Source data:

----

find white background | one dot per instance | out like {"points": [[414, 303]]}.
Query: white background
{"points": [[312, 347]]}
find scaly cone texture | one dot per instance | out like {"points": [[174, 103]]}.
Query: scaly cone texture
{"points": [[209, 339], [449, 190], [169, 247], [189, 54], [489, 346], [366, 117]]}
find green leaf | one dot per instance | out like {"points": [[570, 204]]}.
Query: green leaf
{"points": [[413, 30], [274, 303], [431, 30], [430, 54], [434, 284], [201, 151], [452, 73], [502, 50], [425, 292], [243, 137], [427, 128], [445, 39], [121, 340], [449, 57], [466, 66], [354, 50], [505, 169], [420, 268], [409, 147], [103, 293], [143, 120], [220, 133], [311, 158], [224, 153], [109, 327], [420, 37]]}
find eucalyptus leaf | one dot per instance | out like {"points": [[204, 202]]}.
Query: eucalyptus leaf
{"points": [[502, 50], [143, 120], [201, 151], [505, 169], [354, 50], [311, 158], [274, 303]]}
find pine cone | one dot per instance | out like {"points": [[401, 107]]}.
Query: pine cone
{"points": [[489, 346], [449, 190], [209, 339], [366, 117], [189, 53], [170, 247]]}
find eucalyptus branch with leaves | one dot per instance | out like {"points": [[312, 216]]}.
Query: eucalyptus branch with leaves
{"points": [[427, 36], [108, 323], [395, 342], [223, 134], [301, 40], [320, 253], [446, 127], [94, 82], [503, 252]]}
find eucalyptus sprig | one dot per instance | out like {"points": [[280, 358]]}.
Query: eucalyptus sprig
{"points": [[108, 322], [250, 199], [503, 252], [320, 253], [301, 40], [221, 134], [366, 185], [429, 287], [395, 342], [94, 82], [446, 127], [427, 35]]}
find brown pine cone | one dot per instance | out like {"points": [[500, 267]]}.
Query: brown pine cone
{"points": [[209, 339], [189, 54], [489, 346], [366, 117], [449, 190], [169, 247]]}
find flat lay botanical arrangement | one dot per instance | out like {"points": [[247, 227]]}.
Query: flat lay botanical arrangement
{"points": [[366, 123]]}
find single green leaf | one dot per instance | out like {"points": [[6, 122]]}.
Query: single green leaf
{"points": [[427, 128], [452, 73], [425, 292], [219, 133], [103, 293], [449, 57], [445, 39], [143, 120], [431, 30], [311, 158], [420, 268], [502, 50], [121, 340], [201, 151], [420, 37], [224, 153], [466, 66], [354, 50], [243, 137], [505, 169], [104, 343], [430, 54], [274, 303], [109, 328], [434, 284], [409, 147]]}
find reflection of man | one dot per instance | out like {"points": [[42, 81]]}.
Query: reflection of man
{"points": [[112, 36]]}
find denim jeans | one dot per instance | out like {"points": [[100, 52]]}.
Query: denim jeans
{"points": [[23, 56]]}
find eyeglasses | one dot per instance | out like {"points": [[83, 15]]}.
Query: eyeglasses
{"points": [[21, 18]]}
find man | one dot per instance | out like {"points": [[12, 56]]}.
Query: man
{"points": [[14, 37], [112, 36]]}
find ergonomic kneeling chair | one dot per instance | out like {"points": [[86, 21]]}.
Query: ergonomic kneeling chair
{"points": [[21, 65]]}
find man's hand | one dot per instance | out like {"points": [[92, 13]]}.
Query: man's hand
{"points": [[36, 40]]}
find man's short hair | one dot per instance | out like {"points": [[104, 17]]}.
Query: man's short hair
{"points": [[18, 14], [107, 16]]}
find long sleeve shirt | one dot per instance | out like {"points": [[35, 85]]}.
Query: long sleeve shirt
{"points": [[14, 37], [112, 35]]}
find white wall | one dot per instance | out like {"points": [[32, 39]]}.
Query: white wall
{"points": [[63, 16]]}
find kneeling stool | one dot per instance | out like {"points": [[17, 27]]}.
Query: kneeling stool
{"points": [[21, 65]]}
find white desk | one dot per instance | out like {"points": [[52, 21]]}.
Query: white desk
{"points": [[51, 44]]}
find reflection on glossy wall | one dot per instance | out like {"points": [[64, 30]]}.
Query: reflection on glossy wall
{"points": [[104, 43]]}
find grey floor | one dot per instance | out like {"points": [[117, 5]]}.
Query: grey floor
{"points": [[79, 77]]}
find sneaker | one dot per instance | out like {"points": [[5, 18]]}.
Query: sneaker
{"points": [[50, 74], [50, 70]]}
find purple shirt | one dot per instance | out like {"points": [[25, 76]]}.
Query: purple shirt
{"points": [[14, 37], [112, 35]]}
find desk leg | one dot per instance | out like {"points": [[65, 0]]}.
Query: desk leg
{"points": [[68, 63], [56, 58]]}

----

Task statement —
Rewrite the items above, swapping every "one dot per instance" for "a single dot for each instance" and leaving everything else unchanged.

Task response —
find white background | a single dot for each instance | out like {"points": [[414, 303]]}.
Query: white background
{"points": [[312, 347]]}
find scaly cone texture | a single dot for each instance | out like {"points": [[174, 103]]}.
Query: scaly cone texture
{"points": [[209, 339], [449, 190], [169, 247], [189, 54], [489, 346], [366, 117]]}
find green leaf | a single dot for each instance | out like {"points": [[570, 204]]}.
Query: green leaf
{"points": [[413, 30], [274, 303], [431, 30], [430, 54], [434, 284], [201, 151], [452, 73], [502, 50], [425, 292], [243, 137], [427, 128], [445, 39], [121, 340], [449, 57], [466, 66], [354, 50], [505, 169], [420, 268], [409, 147], [103, 293], [143, 120], [220, 133], [311, 158], [224, 153], [109, 327], [420, 37]]}
find eucalyptus leaf | a single dot for each instance | out like {"points": [[204, 202]]}.
Query: eucalyptus leaf
{"points": [[502, 50], [143, 120], [201, 151], [505, 169], [354, 50], [311, 158], [274, 303]]}
find pine cone | a single dot for each instance | out like {"points": [[401, 107]]}.
Query: pine cone
{"points": [[489, 346], [449, 190], [209, 339], [366, 117], [189, 53], [170, 247]]}
find eucalyptus branch with leaves | a single dot for each instance | out like {"points": [[312, 216]]}.
Query: eucalyptus branch with leaves
{"points": [[427, 36], [108, 323], [395, 342], [223, 134], [301, 40], [320, 253], [446, 127], [94, 82], [503, 252]]}
find eucalyptus sprig | a single dot for each instance | out like {"points": [[280, 358]]}.
Query: eucalyptus sprig
{"points": [[108, 322], [250, 199], [503, 252], [320, 253], [301, 40], [221, 134], [366, 185], [429, 287], [395, 342], [94, 82], [446, 127], [427, 35]]}
find brown pine cone | a single dot for each instance | out like {"points": [[500, 267]]}.
Query: brown pine cone
{"points": [[209, 339], [189, 54], [489, 346], [366, 117], [449, 190], [169, 247]]}
find flat lay botanical arrangement | a single dot for each instance | out like {"points": [[247, 227]]}.
Query: flat lay botanical arrangement
{"points": [[366, 123]]}
find single green leaf | a single dot for each instance | out like {"points": [[6, 122]]}.
Query: single green leaf
{"points": [[427, 128], [452, 73], [425, 292], [219, 133], [103, 293], [449, 57], [445, 39], [143, 120], [431, 30], [311, 158], [420, 268], [502, 50], [121, 340], [201, 151], [420, 37], [224, 153], [466, 66], [354, 50], [243, 137], [505, 169], [104, 343], [430, 54], [274, 303], [109, 328], [434, 284], [409, 147]]}
find reflection of man | a single dot for each instance | out like {"points": [[42, 81]]}.
Query: reflection of man
{"points": [[112, 36]]}
find denim jeans | a single dot for each instance | out like {"points": [[100, 52]]}.
Query: denim jeans
{"points": [[23, 56]]}
find eyeglasses | a single dot for each instance | out like {"points": [[83, 15]]}.
Query: eyeglasses
{"points": [[21, 18]]}
find man | a single dot for each instance | out like {"points": [[12, 56]]}.
Query: man
{"points": [[14, 37], [112, 36]]}
find ergonomic kneeling chair | a single dot for each instance | out like {"points": [[86, 21]]}.
Query: ergonomic kneeling chair
{"points": [[21, 65]]}
find man's hand | a single dot for each instance | out like {"points": [[92, 13]]}.
Query: man's hand
{"points": [[36, 40]]}
find man's short hair | a single dot for each instance | out like {"points": [[104, 17]]}.
Query: man's short hair
{"points": [[18, 14], [107, 16]]}
find long sleeve shirt | a single dot for each instance | out like {"points": [[35, 85]]}.
Query: long sleeve shirt
{"points": [[14, 37], [112, 35]]}
find white wall | a single dot for each instance | out like {"points": [[32, 39]]}.
Query: white wall
{"points": [[63, 16]]}
find kneeling stool | a single dot for each instance | out like {"points": [[17, 27]]}.
Query: kneeling stool
{"points": [[21, 65]]}
find white desk | a single dot for each instance | out like {"points": [[52, 21]]}.
Query: white desk
{"points": [[51, 44]]}
find reflection on glossy wall | a single dot for each instance | out like {"points": [[64, 30]]}.
Query: reflection on glossy wall
{"points": [[104, 43]]}
find grey floor | a single dot for each instance | out like {"points": [[117, 5]]}.
Query: grey floor
{"points": [[79, 77]]}
find sneaker | a single dot for each instance | out like {"points": [[5, 18]]}.
Query: sneaker
{"points": [[50, 74], [50, 70]]}
find purple shirt | a single dot for each instance | out like {"points": [[25, 76]]}.
Query: purple shirt
{"points": [[14, 37], [112, 35]]}
find desk leg | a single dot for each instance | out like {"points": [[65, 0]]}.
Query: desk leg
{"points": [[68, 63], [56, 58]]}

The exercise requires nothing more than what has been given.